Problem details:
Copy out all of the data below exactly, so that no word differs from the original.

Source records:
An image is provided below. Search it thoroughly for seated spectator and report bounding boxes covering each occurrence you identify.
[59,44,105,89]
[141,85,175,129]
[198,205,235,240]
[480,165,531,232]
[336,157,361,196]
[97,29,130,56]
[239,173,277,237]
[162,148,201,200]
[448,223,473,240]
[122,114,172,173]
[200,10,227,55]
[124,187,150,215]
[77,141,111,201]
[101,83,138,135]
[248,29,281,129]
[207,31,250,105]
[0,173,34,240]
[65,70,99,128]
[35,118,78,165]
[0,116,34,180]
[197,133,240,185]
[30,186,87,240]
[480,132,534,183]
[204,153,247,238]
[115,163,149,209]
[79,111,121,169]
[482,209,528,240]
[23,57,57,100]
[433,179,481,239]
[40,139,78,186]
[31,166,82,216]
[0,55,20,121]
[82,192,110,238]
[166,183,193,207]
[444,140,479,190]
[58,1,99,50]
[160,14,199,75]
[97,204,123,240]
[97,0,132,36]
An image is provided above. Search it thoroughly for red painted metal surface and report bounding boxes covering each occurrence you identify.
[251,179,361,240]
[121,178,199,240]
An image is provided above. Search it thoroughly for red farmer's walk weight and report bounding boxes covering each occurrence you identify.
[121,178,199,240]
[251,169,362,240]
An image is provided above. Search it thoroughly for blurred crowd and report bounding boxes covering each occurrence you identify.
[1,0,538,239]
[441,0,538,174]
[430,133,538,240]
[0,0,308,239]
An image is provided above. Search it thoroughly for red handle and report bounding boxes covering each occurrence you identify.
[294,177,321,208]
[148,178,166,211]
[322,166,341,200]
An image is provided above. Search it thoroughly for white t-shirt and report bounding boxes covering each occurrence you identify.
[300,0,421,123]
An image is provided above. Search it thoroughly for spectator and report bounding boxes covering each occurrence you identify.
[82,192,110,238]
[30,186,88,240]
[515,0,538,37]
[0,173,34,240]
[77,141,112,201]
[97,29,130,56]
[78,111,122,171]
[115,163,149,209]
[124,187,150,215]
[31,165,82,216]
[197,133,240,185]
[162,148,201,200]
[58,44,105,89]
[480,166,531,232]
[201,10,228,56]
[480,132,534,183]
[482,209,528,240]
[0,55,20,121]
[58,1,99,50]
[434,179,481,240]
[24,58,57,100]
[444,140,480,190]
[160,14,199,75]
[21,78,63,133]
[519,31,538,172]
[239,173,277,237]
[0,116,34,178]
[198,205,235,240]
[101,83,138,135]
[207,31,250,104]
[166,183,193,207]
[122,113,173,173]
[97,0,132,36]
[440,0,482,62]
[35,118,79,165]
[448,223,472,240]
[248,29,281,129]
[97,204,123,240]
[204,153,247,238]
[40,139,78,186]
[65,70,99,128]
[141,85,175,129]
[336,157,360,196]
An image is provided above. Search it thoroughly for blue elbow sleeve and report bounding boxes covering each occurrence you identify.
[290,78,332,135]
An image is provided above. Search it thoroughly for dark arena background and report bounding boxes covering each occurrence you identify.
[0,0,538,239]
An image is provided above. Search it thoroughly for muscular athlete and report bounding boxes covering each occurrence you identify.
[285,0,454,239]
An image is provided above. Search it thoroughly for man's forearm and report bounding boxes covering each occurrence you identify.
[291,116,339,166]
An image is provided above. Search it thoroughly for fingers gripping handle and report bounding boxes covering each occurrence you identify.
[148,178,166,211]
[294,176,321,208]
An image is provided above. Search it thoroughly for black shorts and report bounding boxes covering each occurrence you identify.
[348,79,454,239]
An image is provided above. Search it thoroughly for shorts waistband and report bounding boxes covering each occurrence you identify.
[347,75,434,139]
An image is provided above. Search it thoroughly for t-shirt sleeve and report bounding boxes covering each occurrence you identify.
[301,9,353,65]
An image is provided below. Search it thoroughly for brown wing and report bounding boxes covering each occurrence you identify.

Expected answer:
An image is provided below. Search it thoroughly for seated spectator and report bounding boxes covering each occurrence you identify.
[59,44,105,89]
[141,85,175,129]
[198,205,235,240]
[480,165,531,232]
[336,157,361,196]
[97,29,130,56]
[239,173,277,237]
[162,148,201,200]
[448,223,473,240]
[122,114,172,173]
[200,10,227,55]
[124,187,150,215]
[77,141,111,201]
[101,83,138,135]
[248,29,281,129]
[207,31,250,105]
[0,173,34,240]
[65,70,99,128]
[35,118,78,165]
[0,116,34,180]
[197,133,240,185]
[30,186,87,240]
[480,132,534,183]
[204,153,247,238]
[115,163,149,209]
[79,111,121,169]
[482,209,528,240]
[23,57,57,100]
[433,179,481,239]
[40,139,78,186]
[31,166,82,216]
[0,55,20,121]
[82,192,110,238]
[166,183,193,207]
[444,140,479,190]
[58,1,99,50]
[160,14,199,75]
[97,204,123,240]
[97,0,132,36]
An image is provided above. Search it thoroughly for red painted metal surface and report bounding boxes covering each occurrence you identify.
[251,179,361,240]
[121,178,199,240]
An image is provided above. Search it thoroughly for red farmer's walk weight and report bounding boxes covering each occurrence you identify.
[121,178,199,240]
[251,169,362,240]
An image is provided above. Search it thoroughly for blurred crowd and report bounding boxes covering each occurrence you identify.
[1,0,538,239]
[441,0,538,174]
[430,133,538,240]
[0,0,308,239]
An image is provided above. Search it thoroughly for red handle and report bounding boxes covering each occurrence you identify.
[294,177,321,208]
[148,178,166,211]
[322,166,341,200]
An image is provided above. Search it thoroughly for white t-shirt and report bounding boxes covering each occurrence you identify.
[300,0,421,123]
An image is provided above. Search it thoroughly for spectator and report bounding boxes covering each occurrence you identify.
[82,192,110,238]
[30,186,88,240]
[515,0,538,37]
[0,173,34,240]
[77,141,112,201]
[97,29,130,56]
[78,111,122,171]
[115,163,149,209]
[124,187,150,215]
[31,165,82,216]
[197,133,240,185]
[162,148,201,200]
[58,44,105,89]
[480,166,531,232]
[201,10,228,56]
[480,132,534,183]
[482,209,528,240]
[0,55,20,121]
[58,1,99,50]
[434,179,481,240]
[24,58,57,100]
[444,140,480,190]
[160,14,199,75]
[21,78,63,133]
[519,31,538,172]
[239,173,277,237]
[0,116,34,178]
[198,205,235,240]
[101,83,138,135]
[207,31,250,104]
[166,183,193,207]
[122,113,173,173]
[97,0,132,36]
[440,0,482,62]
[35,118,79,165]
[448,223,472,240]
[248,29,281,129]
[97,204,123,240]
[204,153,247,238]
[40,139,78,186]
[65,70,99,128]
[141,85,175,129]
[336,157,360,196]
An image is provided above. Search it thoroughly for blue elbow sleeve and report bounding boxes covering each occurrence you identify.
[290,78,332,135]
An image is provided above. Search it thoroughly for dark arena background and report bounding boxes covering each occurrence you identify.
[0,0,538,239]
An image is provided above. Search it thoroughly for muscular athlete and report bounding boxes covering each occurrence you identify.
[285,0,454,239]
An image is provided above. Search it thoroughly for man's forearm and report bounding boxes covering each occurrence you identify.
[291,116,339,166]
An image is provided above. Search it thoroughly for fingers gripping handle and report bounding boxes covering each occurrence you identify.
[148,178,166,211]
[294,176,321,208]
An image is provided above. Search it thoroughly for black shorts and report bounding boxes covering each occurrence you identify.
[348,79,454,239]
An image is provided above. Search it thoroughly for shorts waistband and report bounding boxes covering each occurrence you identify.
[347,75,434,139]
An image is provided above. Search it thoroughly for t-shirt sleeve and report bounding boxes covering each occurrence you identify.
[301,9,353,65]
An image is provided below. Search it thoroughly for brown wing and report bounding boxes covering each occurrence you identify.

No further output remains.